----- ENTRIES PROVIDED -----

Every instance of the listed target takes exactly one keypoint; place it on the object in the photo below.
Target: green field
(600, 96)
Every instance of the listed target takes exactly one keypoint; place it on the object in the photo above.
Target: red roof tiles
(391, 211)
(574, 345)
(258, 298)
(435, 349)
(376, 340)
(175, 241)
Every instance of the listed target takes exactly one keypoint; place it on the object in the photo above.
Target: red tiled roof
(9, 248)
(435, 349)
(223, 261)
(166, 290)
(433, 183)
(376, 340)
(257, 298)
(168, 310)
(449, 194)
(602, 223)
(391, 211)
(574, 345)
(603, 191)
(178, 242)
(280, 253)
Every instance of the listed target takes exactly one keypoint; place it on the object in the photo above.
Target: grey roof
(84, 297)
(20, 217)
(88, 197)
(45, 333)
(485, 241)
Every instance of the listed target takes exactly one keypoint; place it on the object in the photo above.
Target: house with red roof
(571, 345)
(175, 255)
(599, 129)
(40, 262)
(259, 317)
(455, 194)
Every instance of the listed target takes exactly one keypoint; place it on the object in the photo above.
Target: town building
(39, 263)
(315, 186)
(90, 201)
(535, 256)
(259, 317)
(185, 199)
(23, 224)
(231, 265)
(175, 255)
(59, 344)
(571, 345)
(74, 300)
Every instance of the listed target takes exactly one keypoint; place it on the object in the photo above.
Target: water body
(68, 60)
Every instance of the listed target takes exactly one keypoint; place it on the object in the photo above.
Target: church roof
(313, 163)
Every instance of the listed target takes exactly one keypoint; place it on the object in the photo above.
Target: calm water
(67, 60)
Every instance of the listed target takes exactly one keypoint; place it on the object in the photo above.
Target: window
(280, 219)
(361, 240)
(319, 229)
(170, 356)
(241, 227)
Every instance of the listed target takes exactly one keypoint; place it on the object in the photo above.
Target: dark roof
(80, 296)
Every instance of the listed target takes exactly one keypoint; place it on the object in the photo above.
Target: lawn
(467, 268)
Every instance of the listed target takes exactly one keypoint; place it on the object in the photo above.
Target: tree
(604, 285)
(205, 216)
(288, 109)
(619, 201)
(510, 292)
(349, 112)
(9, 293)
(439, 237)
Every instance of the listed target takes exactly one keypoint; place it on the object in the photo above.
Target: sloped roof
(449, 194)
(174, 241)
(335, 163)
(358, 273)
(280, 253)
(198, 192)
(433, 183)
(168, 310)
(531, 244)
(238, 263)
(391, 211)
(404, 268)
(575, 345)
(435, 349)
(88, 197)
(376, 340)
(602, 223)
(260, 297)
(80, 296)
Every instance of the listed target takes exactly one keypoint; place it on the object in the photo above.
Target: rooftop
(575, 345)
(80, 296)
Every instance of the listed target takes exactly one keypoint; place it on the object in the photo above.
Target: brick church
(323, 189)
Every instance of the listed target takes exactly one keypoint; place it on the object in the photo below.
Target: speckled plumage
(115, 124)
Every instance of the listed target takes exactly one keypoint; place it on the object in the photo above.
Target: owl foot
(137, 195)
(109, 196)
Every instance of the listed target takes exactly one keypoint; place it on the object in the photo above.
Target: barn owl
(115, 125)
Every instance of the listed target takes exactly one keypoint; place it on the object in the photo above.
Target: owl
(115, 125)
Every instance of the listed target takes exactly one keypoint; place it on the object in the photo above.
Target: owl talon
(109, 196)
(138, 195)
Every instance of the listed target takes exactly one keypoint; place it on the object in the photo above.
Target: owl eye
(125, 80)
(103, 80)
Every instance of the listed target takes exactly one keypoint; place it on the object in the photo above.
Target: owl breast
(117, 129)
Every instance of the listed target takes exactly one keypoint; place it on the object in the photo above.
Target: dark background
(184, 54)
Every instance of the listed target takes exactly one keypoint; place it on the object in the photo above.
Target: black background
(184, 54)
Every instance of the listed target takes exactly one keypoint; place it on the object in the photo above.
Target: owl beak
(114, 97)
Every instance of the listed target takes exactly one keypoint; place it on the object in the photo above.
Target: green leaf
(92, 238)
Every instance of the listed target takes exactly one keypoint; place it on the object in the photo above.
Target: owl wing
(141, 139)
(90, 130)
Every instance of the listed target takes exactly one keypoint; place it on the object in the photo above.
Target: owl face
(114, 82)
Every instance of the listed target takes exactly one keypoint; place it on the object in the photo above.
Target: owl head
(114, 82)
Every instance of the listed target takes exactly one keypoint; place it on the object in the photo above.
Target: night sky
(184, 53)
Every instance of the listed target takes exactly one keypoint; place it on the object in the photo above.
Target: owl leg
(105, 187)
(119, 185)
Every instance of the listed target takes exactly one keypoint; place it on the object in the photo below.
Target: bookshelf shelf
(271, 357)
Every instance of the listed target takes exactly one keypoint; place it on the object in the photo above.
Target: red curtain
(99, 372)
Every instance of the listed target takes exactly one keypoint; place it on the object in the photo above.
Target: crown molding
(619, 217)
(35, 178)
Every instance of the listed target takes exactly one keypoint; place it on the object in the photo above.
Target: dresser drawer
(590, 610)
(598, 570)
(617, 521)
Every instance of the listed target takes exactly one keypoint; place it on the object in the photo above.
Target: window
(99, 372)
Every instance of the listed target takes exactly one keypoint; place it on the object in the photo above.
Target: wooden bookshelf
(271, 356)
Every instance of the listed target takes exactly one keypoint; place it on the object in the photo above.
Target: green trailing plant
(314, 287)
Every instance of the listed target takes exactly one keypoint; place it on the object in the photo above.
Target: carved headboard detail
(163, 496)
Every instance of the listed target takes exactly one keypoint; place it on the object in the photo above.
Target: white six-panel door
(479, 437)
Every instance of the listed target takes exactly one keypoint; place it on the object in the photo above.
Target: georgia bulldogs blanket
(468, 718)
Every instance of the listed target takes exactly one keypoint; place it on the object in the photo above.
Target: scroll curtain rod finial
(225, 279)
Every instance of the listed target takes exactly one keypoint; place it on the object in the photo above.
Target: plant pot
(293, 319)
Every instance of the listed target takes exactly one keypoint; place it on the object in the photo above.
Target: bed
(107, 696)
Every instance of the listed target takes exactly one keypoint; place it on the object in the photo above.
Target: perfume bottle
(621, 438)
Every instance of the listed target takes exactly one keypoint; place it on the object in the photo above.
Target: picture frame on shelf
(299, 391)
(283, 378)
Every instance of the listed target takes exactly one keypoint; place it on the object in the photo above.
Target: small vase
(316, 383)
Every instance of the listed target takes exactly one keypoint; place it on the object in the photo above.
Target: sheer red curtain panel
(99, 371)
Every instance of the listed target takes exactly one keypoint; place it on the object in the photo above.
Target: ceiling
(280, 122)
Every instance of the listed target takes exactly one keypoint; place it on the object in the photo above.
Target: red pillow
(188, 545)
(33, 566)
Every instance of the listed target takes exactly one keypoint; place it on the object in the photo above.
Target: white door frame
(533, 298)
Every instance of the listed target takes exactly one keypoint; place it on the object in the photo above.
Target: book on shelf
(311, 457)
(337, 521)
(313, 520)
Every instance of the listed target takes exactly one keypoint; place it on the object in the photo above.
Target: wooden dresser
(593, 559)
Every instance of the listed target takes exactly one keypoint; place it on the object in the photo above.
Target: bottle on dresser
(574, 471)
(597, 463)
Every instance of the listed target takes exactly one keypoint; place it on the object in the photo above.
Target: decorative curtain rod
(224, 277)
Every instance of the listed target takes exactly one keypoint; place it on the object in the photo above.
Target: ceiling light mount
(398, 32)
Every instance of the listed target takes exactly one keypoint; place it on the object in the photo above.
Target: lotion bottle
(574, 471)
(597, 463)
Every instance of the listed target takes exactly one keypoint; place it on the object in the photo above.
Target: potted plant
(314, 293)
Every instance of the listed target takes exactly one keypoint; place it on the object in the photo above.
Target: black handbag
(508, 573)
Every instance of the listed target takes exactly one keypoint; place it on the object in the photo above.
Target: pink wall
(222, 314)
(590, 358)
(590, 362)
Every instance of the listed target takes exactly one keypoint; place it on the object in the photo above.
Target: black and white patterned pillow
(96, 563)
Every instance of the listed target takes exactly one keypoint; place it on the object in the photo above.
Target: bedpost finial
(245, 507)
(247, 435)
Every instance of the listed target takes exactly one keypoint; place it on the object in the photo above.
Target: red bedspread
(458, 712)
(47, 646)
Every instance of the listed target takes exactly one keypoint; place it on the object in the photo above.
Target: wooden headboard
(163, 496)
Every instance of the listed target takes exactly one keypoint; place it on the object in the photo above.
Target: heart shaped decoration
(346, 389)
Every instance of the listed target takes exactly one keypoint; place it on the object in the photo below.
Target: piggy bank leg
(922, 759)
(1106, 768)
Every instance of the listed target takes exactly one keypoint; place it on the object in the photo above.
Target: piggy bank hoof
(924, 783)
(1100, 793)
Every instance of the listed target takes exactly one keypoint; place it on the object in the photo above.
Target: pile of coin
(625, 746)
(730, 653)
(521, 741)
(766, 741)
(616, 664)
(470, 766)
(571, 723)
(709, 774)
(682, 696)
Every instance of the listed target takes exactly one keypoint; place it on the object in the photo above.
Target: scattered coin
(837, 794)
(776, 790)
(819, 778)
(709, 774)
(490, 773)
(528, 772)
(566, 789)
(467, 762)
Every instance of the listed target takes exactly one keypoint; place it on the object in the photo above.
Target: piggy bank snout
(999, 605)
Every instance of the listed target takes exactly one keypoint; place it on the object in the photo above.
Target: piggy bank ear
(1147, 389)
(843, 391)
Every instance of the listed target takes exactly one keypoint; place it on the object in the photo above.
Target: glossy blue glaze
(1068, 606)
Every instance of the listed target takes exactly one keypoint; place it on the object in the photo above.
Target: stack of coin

-----

Count the lines of the listing above that contain the string "bank", with case counting, and reply with the number alone.

4